HOW TO COMPLETE THIS TASK> Using the records below, copy out exactly the line that contains "Target: green dome" and every line that follows it, up to and including the last, and no others.

Stored data entries>
- Opening Delimiter -

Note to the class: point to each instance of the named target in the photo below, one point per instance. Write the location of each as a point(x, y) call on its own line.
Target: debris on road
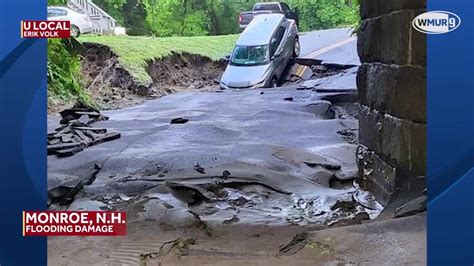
point(179, 120)
point(232, 220)
point(76, 133)
point(199, 169)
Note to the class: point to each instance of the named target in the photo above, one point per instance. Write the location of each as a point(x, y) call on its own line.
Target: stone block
point(391, 39)
point(378, 176)
point(396, 90)
point(400, 142)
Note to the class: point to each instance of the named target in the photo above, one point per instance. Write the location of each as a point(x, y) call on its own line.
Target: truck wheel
point(274, 83)
point(75, 32)
point(296, 48)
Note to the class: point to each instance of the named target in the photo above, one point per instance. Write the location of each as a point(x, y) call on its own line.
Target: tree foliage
point(215, 17)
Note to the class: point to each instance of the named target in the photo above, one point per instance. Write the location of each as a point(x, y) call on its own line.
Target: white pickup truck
point(267, 8)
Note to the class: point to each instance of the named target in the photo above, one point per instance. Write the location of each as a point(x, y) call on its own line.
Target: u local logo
point(436, 22)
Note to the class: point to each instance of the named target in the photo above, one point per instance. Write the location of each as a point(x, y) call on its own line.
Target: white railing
point(103, 22)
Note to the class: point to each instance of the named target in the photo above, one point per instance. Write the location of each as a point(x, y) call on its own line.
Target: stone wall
point(392, 91)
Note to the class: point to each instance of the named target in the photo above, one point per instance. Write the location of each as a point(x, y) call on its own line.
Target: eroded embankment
point(112, 86)
point(185, 71)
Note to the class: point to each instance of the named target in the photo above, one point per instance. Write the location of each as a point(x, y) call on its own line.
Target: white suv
point(80, 23)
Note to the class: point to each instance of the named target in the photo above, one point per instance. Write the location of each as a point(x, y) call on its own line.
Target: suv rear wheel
point(273, 83)
point(296, 48)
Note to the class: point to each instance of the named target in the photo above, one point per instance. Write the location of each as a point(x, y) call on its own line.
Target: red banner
point(45, 29)
point(74, 223)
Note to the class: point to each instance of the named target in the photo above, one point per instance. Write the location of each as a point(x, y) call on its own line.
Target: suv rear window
point(250, 55)
point(266, 7)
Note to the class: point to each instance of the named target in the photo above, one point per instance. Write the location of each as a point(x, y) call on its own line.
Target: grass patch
point(133, 52)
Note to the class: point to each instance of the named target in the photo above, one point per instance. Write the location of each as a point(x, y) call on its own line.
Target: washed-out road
point(246, 163)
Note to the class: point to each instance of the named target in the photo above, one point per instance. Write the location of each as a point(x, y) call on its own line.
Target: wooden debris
point(76, 133)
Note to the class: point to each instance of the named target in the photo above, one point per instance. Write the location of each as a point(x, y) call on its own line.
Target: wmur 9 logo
point(436, 22)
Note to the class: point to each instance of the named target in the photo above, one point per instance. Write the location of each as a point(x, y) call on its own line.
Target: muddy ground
point(113, 87)
point(255, 177)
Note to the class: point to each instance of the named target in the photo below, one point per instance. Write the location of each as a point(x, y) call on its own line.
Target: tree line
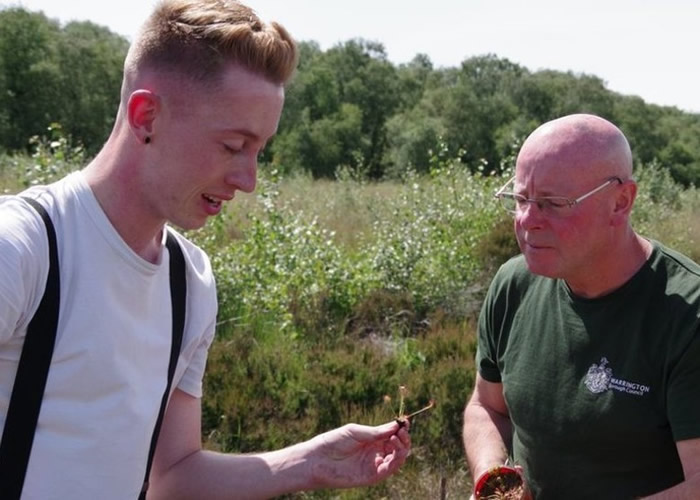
point(348, 107)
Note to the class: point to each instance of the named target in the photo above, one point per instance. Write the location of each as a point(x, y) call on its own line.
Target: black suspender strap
point(35, 359)
point(178, 295)
point(30, 381)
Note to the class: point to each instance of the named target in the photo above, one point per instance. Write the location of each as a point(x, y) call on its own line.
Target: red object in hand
point(502, 482)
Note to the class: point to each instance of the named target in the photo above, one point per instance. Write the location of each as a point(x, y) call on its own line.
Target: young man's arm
point(487, 431)
point(349, 456)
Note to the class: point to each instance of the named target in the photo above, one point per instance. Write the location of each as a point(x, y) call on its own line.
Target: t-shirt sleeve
point(191, 381)
point(201, 319)
point(486, 355)
point(24, 256)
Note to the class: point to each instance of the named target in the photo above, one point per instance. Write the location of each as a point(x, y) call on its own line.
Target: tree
point(30, 94)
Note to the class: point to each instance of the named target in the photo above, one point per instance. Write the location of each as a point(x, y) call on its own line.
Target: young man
point(589, 342)
point(202, 93)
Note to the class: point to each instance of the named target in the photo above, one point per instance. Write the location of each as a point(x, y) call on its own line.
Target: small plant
point(401, 418)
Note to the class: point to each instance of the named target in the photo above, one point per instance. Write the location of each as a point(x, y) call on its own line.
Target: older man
point(202, 93)
point(589, 342)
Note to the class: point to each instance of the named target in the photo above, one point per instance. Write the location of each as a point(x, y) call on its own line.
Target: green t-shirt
point(598, 390)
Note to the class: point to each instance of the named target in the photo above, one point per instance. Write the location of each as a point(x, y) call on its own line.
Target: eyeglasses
point(556, 206)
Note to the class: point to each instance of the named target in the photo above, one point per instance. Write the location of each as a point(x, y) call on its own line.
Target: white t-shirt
point(110, 362)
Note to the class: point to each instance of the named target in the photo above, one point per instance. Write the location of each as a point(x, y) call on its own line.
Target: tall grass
point(333, 294)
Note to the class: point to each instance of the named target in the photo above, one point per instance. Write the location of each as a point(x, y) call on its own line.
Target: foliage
point(335, 293)
point(348, 107)
point(57, 74)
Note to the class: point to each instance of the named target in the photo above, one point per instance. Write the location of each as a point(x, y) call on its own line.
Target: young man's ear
point(142, 109)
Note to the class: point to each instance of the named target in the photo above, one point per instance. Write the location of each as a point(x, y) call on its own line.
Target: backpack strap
point(178, 295)
point(32, 372)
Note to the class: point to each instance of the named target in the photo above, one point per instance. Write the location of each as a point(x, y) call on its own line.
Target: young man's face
point(207, 144)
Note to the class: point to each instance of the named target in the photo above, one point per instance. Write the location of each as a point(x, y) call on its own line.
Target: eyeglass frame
point(570, 203)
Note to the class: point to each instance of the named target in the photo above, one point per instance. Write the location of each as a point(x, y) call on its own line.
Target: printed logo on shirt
point(599, 378)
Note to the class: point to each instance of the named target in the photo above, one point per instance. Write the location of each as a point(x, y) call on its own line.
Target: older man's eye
point(232, 149)
point(556, 202)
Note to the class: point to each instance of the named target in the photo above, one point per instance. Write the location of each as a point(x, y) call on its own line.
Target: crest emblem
point(598, 377)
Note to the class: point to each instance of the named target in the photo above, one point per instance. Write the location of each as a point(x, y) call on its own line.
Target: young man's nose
point(244, 175)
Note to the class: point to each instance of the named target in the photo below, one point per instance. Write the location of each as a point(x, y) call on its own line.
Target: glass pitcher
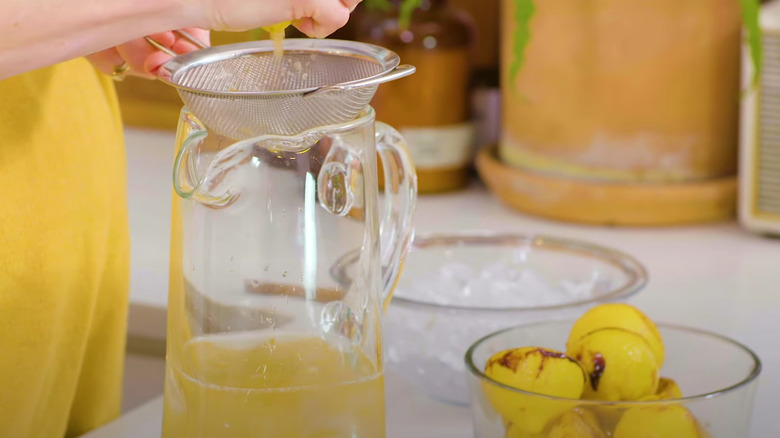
point(262, 341)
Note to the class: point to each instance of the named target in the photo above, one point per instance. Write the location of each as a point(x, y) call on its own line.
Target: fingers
point(351, 4)
point(320, 18)
point(141, 57)
point(137, 51)
point(106, 60)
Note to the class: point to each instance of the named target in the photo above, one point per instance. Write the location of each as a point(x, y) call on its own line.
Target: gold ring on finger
point(119, 72)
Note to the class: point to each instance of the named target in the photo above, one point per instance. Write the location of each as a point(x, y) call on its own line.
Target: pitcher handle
point(397, 228)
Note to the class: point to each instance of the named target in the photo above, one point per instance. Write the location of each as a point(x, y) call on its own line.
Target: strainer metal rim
point(177, 66)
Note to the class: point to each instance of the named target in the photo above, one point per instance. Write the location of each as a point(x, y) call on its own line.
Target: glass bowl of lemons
point(458, 287)
point(611, 373)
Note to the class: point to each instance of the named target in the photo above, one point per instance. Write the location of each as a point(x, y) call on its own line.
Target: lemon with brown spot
point(535, 370)
point(620, 365)
point(619, 315)
point(576, 423)
point(663, 421)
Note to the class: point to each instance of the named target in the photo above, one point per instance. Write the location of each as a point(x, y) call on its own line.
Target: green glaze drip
point(750, 16)
point(524, 11)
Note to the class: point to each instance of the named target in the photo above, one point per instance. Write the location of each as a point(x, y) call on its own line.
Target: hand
point(142, 58)
point(316, 18)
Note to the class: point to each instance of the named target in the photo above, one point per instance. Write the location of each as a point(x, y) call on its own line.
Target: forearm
point(37, 33)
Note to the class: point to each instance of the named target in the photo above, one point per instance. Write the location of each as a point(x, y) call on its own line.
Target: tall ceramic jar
point(634, 95)
point(431, 108)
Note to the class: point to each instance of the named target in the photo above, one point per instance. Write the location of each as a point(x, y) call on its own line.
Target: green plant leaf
point(407, 9)
point(750, 19)
point(524, 11)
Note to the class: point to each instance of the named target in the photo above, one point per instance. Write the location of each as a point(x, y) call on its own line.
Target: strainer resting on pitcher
point(275, 180)
point(243, 90)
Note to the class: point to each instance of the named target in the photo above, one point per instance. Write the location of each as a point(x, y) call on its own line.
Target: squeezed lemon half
point(276, 32)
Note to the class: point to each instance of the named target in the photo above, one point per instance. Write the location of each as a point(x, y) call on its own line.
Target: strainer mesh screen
point(291, 111)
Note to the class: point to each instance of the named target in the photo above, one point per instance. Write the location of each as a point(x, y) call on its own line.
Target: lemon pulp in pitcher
point(253, 386)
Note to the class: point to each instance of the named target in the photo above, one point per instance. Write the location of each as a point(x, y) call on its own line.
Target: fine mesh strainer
point(243, 91)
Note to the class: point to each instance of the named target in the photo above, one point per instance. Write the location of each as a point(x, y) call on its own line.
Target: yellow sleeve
point(64, 252)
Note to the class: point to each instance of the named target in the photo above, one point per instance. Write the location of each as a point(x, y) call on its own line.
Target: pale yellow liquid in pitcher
point(241, 386)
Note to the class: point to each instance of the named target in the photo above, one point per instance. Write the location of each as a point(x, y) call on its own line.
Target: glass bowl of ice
point(457, 288)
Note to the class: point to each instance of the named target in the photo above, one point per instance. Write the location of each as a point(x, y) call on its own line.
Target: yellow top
point(64, 252)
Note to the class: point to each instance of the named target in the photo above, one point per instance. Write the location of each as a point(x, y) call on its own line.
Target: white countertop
point(716, 277)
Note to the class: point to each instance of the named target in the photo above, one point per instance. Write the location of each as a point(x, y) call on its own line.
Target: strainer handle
point(397, 228)
point(390, 75)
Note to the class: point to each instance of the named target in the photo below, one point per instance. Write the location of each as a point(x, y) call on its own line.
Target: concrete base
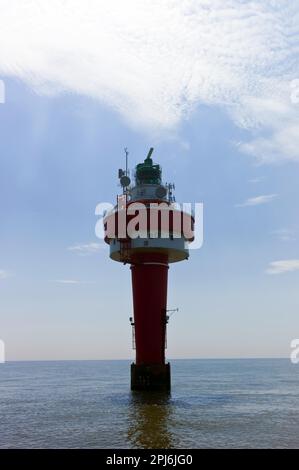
point(150, 377)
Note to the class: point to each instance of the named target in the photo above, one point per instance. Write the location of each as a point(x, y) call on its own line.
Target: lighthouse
point(148, 231)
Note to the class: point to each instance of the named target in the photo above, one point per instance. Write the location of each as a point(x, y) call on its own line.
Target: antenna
point(127, 154)
point(150, 153)
point(123, 175)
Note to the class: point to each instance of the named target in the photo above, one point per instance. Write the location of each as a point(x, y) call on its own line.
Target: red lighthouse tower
point(147, 230)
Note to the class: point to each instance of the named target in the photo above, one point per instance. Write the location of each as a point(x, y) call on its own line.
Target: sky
point(213, 86)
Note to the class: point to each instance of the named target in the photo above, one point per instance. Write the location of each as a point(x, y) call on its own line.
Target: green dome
point(147, 172)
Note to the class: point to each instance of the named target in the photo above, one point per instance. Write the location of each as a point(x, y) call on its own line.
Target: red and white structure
point(147, 230)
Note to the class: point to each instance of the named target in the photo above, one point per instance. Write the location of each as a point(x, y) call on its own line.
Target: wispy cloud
point(285, 234)
point(71, 281)
point(283, 266)
point(87, 248)
point(4, 274)
point(154, 62)
point(257, 200)
point(258, 179)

- Closing Delimiter -

WRITTEN ANSWER>
Target: green dome
point(147, 172)
Note to the class: point to each instance of the named target in the photo above, one point per instance. Write the location of each as a point(x, y) call on its own line.
Target: red and white structure
point(147, 230)
Note to the class: point to each instance of the named target in the photo above, one point per instance. Write the location of each as a point(x, y) call on its own line.
Target: wispy cloud
point(285, 234)
point(71, 281)
point(283, 266)
point(87, 248)
point(4, 274)
point(154, 62)
point(257, 200)
point(258, 179)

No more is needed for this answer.